Restate word for word the lines of the records below, starting at the line that contains "Look at the photo above. For each instance of the dried" and ending at the line that contains "Look at the photo above. For each instance of the stone", with both of those lines included and nothing else.
———
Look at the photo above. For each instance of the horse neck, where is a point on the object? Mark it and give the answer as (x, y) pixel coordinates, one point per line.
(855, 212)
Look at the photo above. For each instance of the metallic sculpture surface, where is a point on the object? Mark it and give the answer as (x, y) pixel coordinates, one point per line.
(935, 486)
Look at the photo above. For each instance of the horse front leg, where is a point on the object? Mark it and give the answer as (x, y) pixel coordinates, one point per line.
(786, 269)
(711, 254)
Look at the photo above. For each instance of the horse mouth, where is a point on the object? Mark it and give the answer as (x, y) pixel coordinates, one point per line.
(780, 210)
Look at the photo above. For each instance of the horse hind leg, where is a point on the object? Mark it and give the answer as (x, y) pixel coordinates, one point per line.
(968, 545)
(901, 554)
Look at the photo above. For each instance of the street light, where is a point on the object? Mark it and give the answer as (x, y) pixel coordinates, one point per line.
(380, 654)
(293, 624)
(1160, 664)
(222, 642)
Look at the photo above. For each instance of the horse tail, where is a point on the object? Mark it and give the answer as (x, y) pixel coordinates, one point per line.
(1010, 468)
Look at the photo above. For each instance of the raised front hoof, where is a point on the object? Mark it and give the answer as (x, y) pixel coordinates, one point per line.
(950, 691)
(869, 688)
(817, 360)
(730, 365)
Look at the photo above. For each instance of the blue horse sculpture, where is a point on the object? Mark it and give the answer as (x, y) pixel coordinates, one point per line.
———
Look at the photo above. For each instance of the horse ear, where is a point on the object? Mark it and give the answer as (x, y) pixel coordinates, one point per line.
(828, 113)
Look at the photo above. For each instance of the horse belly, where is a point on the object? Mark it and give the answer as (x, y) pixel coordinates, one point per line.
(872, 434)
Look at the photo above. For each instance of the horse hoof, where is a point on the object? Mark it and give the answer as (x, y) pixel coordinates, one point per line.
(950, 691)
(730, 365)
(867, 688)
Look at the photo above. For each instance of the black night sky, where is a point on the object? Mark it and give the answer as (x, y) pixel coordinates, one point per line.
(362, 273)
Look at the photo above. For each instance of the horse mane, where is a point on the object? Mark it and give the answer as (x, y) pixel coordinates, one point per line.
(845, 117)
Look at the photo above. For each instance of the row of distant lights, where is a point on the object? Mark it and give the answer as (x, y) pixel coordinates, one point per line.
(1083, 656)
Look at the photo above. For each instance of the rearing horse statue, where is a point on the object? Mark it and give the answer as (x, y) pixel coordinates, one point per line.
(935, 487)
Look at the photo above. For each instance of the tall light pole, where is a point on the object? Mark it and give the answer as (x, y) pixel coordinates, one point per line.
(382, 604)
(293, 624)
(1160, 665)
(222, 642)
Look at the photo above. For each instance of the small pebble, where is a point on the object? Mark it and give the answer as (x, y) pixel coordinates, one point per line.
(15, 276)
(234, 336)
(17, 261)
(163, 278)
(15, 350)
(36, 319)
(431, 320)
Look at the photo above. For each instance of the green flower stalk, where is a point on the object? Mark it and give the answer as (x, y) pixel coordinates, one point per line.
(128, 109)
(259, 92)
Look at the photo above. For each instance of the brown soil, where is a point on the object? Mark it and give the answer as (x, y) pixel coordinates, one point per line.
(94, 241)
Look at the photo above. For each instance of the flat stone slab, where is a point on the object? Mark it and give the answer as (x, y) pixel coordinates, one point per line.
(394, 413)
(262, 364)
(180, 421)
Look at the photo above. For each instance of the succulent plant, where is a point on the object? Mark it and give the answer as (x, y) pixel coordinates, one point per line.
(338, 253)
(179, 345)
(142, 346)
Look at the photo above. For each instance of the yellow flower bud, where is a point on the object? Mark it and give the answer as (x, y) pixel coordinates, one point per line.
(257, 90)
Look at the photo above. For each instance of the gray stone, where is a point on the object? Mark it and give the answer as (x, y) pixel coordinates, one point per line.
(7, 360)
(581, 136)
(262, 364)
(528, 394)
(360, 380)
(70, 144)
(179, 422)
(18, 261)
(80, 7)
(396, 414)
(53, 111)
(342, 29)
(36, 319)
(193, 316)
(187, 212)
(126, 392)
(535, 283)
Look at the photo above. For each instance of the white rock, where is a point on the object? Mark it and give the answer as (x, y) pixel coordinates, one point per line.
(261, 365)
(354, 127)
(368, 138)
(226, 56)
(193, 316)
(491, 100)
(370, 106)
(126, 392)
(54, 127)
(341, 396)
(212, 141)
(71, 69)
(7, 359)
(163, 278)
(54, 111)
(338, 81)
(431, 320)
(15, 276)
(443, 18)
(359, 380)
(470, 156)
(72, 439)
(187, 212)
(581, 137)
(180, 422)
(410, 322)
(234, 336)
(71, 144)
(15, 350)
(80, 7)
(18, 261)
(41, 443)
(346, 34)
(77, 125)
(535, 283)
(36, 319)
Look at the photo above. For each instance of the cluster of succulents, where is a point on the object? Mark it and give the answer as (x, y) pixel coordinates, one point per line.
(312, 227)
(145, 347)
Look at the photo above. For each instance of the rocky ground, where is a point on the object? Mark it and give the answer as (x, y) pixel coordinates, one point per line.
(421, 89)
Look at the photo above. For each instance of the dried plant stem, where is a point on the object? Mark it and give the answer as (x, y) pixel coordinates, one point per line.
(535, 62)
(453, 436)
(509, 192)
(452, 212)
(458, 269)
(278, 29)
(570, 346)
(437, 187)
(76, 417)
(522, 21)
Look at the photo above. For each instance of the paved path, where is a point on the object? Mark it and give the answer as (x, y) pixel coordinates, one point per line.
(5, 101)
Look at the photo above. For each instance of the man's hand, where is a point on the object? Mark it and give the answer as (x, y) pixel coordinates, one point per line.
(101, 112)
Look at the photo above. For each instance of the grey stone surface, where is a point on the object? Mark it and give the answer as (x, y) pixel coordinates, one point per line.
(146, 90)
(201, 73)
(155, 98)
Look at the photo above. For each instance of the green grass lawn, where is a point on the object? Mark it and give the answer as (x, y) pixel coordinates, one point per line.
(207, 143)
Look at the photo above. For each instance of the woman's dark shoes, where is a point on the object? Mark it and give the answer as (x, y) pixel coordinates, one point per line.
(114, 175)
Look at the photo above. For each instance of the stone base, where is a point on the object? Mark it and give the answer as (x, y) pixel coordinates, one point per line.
———
*Exercise response*.
Look at the photo above. For each instance of the dried plant stem, where is a point on the object? Mark it and give the answer as (x, y) pixel coordinates, one point per line.
(535, 62)
(453, 436)
(509, 192)
(452, 212)
(458, 269)
(278, 29)
(570, 346)
(437, 187)
(76, 417)
(522, 21)
Look at the photo above. For each instance of the paved path, where is a point on the object? Mark it and give the answer as (x, y) pixel coordinates, one point per line.
(5, 101)
Look at the photo above. For each instance of the man's hand, where is a point on the object? Mark it and give the answer as (x, y) pixel coordinates, one point per line.
(101, 112)
Look at the photo above. For each instance of the grey stone surface, where is a point on the object? Mark it and give the answer as (x, y) pixel coordinates, one point per line.
(146, 90)
(201, 73)
(155, 98)
Look at the photo above. For each instance of the green grass lawn, where is a point on the object? Mark it and give the answer as (x, y) pixel coordinates, one point per line.
(207, 143)
Look at the photo above. For each instance of the woman's dark shoes, where is a point on the object? Mark it and give the answer as (x, y) pixel coordinates, one point per line.
(114, 175)
Look at the photo above. For each instance of the stone base, where is a point on the object? Mark it and give the answer as (x, y) pixel coordinates, one point per line.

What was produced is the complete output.